(Supplied entries begins)
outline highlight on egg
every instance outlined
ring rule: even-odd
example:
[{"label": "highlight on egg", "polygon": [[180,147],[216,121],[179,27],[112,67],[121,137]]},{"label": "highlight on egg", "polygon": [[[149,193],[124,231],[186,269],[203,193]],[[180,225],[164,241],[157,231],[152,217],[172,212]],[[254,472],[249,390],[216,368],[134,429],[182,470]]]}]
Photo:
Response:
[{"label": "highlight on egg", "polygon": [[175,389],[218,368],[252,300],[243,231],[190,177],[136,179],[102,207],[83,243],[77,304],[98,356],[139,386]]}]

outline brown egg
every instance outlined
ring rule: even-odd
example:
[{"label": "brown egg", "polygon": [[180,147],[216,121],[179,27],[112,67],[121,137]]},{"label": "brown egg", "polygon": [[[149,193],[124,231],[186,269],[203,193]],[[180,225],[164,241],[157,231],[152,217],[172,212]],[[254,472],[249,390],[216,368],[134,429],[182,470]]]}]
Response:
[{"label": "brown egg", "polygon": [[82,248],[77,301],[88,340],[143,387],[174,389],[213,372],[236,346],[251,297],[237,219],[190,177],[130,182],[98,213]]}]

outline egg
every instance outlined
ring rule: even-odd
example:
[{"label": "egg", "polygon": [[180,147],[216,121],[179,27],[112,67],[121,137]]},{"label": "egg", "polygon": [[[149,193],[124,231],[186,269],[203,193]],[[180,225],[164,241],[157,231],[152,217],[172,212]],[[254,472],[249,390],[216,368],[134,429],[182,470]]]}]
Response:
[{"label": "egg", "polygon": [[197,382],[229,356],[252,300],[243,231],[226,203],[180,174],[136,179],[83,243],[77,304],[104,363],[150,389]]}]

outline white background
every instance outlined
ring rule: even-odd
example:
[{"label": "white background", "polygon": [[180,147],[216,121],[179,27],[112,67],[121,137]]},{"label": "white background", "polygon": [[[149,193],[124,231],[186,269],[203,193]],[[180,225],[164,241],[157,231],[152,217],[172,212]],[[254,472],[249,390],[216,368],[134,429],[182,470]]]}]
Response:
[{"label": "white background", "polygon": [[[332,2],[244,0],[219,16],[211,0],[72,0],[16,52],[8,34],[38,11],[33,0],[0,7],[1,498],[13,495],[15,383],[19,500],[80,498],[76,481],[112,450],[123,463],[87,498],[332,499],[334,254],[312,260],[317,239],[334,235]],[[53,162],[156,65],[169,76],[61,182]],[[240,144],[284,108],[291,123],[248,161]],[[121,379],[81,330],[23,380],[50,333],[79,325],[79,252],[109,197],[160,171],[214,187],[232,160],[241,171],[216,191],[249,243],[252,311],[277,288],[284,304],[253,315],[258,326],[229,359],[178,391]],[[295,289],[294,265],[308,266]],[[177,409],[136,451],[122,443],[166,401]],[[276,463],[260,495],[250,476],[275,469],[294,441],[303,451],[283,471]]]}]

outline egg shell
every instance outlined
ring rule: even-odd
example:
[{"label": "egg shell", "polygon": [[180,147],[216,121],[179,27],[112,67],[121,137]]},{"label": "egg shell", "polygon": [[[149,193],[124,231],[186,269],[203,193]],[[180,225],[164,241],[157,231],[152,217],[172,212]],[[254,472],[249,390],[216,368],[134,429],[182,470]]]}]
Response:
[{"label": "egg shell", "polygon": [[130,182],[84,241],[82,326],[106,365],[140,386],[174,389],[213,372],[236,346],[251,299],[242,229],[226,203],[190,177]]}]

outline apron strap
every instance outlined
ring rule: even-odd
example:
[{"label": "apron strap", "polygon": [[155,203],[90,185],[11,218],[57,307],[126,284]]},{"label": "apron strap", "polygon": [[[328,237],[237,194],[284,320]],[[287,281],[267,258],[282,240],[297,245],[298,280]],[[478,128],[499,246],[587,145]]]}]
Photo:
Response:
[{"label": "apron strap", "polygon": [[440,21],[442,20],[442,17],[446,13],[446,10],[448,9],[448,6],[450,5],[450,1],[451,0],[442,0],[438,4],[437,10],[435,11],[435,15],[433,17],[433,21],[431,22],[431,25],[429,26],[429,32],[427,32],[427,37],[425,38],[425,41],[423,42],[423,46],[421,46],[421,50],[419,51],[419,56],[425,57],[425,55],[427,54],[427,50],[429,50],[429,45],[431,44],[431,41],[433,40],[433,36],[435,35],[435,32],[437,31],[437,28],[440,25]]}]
(Supplied entries ends)
▶ Instructions to follow: The answer consists of every entry, returned exactly.

▶ Result for this task:
outline highlight on egg
every instance outlined
ring rule: even-odd
example:
[{"label": "highlight on egg", "polygon": [[180,147],[216,121],[179,27],[112,67],[121,137]]},{"label": "highlight on egg", "polygon": [[[149,193],[124,231],[186,269],[203,193]],[[180,225],[164,241],[157,231],[152,217],[172,212]],[[254,472],[249,390],[216,368],[134,429],[182,470]]]}]
Photo:
Response:
[{"label": "highlight on egg", "polygon": [[175,389],[218,368],[252,300],[243,231],[190,177],[136,179],[102,207],[83,243],[77,304],[98,356],[139,386]]}]

outline brown egg
every instance outlined
ring rule: even-odd
example:
[{"label": "brown egg", "polygon": [[180,147],[216,121],[179,27],[112,67],[121,137]]},{"label": "brown egg", "polygon": [[[149,193],[124,231],[186,269],[203,193]],[[180,225],[164,241],[157,231],[152,217],[172,212]],[[254,472],[249,390],[216,368],[134,429],[182,470]]]}]
Response:
[{"label": "brown egg", "polygon": [[82,248],[77,301],[88,340],[143,387],[174,389],[213,372],[236,346],[251,297],[237,219],[190,177],[130,182],[98,213]]}]

outline egg
every instance outlined
ring rule: even-odd
example:
[{"label": "egg", "polygon": [[180,147],[216,121],[179,27],[112,67],[121,137]]},{"label": "egg", "polygon": [[[149,193],[124,231],[186,269],[203,193]],[[180,225],[164,241],[157,231],[152,217],[172,212]],[[254,472],[249,390],[216,368],[134,429],[182,470]]]}]
Response:
[{"label": "egg", "polygon": [[197,382],[229,356],[252,300],[243,231],[226,203],[180,174],[136,179],[83,243],[77,304],[104,363],[150,389]]}]

outline white background
every instance outlined
ring rule: even-odd
example:
[{"label": "white background", "polygon": [[180,147],[216,121],[179,27],[112,67],[121,137]]},{"label": "white background", "polygon": [[[149,193],[124,231],[186,269],[203,193]],[[180,225],[164,241],[157,231],[152,217],[172,212]],[[254,472],[249,390],[216,368],[134,429],[182,470]]]}]
Response:
[{"label": "white background", "polygon": [[[332,2],[244,0],[219,16],[211,0],[72,0],[16,52],[8,34],[38,11],[33,0],[0,7],[1,498],[13,495],[15,383],[19,500],[80,498],[76,481],[112,450],[123,463],[87,498],[332,499],[334,254],[312,260],[317,239],[334,235]],[[53,162],[156,65],[169,76],[61,182]],[[240,144],[284,108],[291,123],[248,161]],[[121,379],[81,330],[23,380],[50,333],[79,325],[79,252],[109,197],[160,171],[214,187],[232,160],[241,171],[216,191],[249,243],[252,311],[277,288],[284,304],[253,315],[258,326],[229,359],[178,391]],[[295,289],[294,265],[308,266]],[[177,409],[136,451],[122,443],[166,401]],[[276,463],[260,495],[250,476],[275,469],[294,441],[303,451],[283,471]]]}]

outline egg shell
every instance outlined
ring rule: even-odd
example:
[{"label": "egg shell", "polygon": [[180,147],[216,121],[179,27],[112,67],[121,137]]},{"label": "egg shell", "polygon": [[[149,193],[124,231],[186,269],[203,193]],[[180,225],[164,241],[157,231],[152,217],[172,212]],[[254,472],[249,390],[216,368],[134,429],[182,470]]]}]
Response:
[{"label": "egg shell", "polygon": [[130,182],[84,241],[82,326],[106,365],[140,386],[174,389],[213,372],[236,346],[251,299],[242,229],[226,203],[190,177]]}]

outline apron strap
every instance outlined
ring rule: even-odd
example:
[{"label": "apron strap", "polygon": [[155,203],[90,185],[11,218],[57,307],[126,284]]},{"label": "apron strap", "polygon": [[[328,237],[237,194],[284,320]],[[287,281],[267,258],[282,240],[297,245],[298,280]],[[478,128],[499,246],[587,145]]]}]
Photo:
Response:
[{"label": "apron strap", "polygon": [[440,21],[442,20],[442,17],[446,13],[446,10],[448,9],[448,6],[450,5],[450,1],[451,0],[442,0],[438,4],[437,10],[435,11],[435,15],[433,17],[433,21],[431,22],[431,25],[429,26],[429,32],[427,32],[427,37],[425,38],[425,41],[423,42],[423,46],[421,46],[421,50],[419,51],[419,56],[425,57],[425,55],[427,54],[427,50],[429,50],[429,45],[431,44],[431,41],[433,40],[433,36],[435,35],[435,32],[437,31],[437,28],[440,25]]}]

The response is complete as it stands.